Segment Start: Records to use

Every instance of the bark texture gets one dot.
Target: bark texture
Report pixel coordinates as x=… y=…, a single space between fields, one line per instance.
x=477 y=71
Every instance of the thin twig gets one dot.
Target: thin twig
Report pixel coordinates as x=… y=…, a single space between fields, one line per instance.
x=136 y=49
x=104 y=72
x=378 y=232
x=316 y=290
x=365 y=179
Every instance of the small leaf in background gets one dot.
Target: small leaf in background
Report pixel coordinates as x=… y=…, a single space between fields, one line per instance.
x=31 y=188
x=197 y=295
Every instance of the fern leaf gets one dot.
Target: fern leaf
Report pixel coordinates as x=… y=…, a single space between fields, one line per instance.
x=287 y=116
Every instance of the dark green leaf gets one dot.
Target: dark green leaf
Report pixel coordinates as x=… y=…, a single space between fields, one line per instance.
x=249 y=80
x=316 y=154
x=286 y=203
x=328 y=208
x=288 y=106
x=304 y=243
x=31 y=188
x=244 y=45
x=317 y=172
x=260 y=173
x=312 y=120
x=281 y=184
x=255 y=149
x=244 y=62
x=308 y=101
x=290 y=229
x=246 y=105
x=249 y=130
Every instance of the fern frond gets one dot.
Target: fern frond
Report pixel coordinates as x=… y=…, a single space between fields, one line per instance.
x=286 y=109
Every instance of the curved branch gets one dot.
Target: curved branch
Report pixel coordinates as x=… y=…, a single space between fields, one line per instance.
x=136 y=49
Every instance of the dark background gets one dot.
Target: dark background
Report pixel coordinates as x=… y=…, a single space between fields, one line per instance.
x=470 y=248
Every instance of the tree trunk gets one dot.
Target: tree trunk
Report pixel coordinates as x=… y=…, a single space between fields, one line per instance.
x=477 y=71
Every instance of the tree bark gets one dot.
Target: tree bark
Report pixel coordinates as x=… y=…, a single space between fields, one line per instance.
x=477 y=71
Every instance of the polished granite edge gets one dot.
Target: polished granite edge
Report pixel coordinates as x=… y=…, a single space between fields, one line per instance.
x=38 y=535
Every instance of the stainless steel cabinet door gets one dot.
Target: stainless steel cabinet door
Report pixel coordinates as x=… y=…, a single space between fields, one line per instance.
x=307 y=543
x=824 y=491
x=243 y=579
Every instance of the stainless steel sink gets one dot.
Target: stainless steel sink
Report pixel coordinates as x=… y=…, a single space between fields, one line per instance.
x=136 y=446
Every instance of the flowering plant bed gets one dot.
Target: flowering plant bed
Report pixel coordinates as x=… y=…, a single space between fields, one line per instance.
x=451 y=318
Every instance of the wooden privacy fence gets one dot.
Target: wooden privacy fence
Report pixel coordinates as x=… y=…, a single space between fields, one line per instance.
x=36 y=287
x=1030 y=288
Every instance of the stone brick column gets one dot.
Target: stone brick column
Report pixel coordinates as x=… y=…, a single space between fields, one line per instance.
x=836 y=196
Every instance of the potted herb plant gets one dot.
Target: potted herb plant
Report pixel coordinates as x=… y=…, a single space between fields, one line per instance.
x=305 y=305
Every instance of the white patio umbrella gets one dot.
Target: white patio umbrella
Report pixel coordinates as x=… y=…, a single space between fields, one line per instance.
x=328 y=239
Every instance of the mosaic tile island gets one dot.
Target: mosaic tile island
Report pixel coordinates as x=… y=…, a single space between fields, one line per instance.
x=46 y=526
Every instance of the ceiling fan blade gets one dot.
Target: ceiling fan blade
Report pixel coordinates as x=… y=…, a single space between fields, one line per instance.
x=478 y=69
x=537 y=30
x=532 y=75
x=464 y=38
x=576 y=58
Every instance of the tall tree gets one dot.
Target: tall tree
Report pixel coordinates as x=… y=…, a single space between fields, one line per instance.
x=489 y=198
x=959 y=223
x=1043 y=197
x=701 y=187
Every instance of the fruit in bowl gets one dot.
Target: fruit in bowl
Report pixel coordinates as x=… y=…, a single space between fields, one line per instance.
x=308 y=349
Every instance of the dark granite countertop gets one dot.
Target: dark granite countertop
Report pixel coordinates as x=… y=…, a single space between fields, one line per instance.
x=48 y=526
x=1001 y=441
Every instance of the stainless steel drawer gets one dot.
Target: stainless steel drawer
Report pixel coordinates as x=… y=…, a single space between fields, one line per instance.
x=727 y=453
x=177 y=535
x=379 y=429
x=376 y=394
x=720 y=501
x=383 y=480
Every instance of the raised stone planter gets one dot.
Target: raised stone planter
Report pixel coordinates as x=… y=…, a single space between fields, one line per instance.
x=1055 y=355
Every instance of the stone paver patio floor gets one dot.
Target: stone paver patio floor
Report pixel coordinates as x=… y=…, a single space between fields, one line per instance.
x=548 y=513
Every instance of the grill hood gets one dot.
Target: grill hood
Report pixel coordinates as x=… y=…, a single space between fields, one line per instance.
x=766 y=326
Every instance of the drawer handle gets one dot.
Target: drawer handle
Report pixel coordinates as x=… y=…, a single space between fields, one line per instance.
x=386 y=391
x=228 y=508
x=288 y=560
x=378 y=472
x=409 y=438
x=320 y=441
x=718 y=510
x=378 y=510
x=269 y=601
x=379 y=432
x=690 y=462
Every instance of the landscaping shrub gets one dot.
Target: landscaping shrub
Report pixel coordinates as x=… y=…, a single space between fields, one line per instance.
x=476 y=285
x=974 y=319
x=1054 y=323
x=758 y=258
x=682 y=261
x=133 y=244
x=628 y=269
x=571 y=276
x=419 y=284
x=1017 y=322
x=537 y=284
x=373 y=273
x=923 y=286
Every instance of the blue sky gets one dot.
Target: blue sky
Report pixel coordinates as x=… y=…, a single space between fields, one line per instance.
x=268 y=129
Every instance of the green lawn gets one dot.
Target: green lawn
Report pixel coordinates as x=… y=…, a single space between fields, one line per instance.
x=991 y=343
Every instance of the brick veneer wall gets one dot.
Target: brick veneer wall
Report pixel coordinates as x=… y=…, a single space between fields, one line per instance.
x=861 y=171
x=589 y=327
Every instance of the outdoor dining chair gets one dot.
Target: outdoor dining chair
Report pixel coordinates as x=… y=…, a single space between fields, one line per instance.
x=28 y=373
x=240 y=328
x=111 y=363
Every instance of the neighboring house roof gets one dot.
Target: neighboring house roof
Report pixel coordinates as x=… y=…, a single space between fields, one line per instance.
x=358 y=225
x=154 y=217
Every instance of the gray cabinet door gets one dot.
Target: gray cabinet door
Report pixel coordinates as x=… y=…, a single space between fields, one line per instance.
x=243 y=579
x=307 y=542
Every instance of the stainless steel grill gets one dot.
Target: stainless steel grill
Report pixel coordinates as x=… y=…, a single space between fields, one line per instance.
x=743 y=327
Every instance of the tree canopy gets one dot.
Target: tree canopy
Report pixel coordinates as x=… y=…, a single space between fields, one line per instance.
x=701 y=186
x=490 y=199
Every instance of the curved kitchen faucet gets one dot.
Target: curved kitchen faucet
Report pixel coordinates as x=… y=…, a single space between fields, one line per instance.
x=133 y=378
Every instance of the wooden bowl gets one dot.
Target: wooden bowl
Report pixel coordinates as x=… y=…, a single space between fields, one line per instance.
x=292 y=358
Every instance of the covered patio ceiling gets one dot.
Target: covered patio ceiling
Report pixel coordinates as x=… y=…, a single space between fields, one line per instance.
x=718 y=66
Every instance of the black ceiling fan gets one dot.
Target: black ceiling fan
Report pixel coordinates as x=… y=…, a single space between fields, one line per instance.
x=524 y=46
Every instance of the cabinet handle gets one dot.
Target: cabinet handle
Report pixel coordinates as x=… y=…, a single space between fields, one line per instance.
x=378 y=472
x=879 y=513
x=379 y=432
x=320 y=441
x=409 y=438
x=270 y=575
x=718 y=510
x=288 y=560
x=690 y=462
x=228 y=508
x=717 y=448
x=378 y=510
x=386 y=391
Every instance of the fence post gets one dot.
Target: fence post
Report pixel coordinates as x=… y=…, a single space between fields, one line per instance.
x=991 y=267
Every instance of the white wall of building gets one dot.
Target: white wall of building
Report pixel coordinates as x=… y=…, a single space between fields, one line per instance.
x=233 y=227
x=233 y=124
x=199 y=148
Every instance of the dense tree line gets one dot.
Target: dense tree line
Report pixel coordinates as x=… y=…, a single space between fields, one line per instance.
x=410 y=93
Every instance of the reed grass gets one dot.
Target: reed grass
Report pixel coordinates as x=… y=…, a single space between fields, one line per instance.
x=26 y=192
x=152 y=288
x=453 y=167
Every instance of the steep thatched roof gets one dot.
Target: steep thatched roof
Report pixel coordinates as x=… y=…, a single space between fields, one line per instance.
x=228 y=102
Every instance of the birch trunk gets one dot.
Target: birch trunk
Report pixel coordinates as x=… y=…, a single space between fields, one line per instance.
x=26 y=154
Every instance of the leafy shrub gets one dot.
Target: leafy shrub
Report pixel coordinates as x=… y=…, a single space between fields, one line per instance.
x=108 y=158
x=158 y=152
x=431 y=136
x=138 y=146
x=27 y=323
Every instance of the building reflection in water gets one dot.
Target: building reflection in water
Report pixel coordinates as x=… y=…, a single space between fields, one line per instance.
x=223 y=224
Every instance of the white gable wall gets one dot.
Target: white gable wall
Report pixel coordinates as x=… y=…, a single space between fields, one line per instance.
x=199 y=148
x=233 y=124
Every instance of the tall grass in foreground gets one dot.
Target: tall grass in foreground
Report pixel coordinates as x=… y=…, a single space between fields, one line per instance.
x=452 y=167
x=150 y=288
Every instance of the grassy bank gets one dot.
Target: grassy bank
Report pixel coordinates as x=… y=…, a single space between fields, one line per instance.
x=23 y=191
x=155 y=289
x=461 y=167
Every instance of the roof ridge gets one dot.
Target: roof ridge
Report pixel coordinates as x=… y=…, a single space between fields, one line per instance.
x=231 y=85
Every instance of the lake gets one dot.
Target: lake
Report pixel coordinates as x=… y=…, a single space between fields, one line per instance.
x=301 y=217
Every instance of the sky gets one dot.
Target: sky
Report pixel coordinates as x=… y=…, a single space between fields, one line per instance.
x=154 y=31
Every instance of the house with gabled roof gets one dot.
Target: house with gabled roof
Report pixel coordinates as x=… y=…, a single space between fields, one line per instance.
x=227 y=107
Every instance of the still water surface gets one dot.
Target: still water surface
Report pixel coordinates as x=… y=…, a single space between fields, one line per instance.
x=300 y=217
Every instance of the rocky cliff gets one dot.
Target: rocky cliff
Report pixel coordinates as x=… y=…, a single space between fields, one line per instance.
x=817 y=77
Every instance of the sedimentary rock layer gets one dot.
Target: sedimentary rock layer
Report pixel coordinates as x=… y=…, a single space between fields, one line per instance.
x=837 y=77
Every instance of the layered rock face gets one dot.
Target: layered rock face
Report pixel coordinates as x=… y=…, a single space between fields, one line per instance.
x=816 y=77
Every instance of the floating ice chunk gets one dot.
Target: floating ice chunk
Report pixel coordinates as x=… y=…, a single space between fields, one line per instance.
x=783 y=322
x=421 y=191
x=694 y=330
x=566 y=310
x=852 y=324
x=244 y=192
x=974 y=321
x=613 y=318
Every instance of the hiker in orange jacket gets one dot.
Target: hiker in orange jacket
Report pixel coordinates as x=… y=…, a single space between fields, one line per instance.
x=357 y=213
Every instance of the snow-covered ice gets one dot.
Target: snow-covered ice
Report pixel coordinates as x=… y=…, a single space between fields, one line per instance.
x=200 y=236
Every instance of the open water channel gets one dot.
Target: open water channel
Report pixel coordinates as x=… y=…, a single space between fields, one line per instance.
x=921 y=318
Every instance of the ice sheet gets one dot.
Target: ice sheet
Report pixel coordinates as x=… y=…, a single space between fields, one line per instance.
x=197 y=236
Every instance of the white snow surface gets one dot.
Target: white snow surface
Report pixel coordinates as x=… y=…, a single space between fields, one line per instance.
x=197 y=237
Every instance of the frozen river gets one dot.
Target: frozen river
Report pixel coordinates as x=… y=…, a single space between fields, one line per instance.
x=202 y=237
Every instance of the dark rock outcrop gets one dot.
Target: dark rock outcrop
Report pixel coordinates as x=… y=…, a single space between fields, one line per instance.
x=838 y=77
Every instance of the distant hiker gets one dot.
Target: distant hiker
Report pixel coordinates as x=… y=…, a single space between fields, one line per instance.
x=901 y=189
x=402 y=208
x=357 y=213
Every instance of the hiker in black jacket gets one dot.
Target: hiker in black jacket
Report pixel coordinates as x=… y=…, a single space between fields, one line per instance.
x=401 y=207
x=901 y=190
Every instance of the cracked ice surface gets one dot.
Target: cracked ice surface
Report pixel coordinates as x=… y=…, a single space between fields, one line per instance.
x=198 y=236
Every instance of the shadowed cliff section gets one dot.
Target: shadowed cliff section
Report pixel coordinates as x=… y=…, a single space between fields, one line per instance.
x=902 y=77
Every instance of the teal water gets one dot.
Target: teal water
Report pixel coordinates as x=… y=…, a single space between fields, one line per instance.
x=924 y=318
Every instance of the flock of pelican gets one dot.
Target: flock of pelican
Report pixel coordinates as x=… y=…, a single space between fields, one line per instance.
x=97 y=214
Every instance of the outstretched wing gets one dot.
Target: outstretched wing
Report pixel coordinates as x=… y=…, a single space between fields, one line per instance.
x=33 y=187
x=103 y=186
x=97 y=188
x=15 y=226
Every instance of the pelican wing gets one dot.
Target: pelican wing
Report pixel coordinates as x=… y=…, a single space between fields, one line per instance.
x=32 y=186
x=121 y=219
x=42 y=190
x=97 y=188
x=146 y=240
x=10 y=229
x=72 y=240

Segment End: Records to use

Print exactly the lines of the listing above starting at the line containing "Every instance of the cabinet" and ending at the line containing "Target: white wall of building", both included.

• _Task response_
Every instance of the cabinet handle gets one dot.
Target: cabinet handle
Report pixel coordinates as x=… y=…, a single space between fields, one line per instance.
x=378 y=472
x=879 y=513
x=379 y=432
x=320 y=441
x=409 y=438
x=270 y=575
x=718 y=510
x=288 y=560
x=690 y=462
x=228 y=508
x=717 y=448
x=378 y=510
x=386 y=391
Every instance of the fence post gets one dot.
Target: fence post
Report pixel coordinates as x=… y=…, a single space between fields, one line per instance.
x=991 y=267
Every instance of the white wall of building gets one dot.
Target: white wall of building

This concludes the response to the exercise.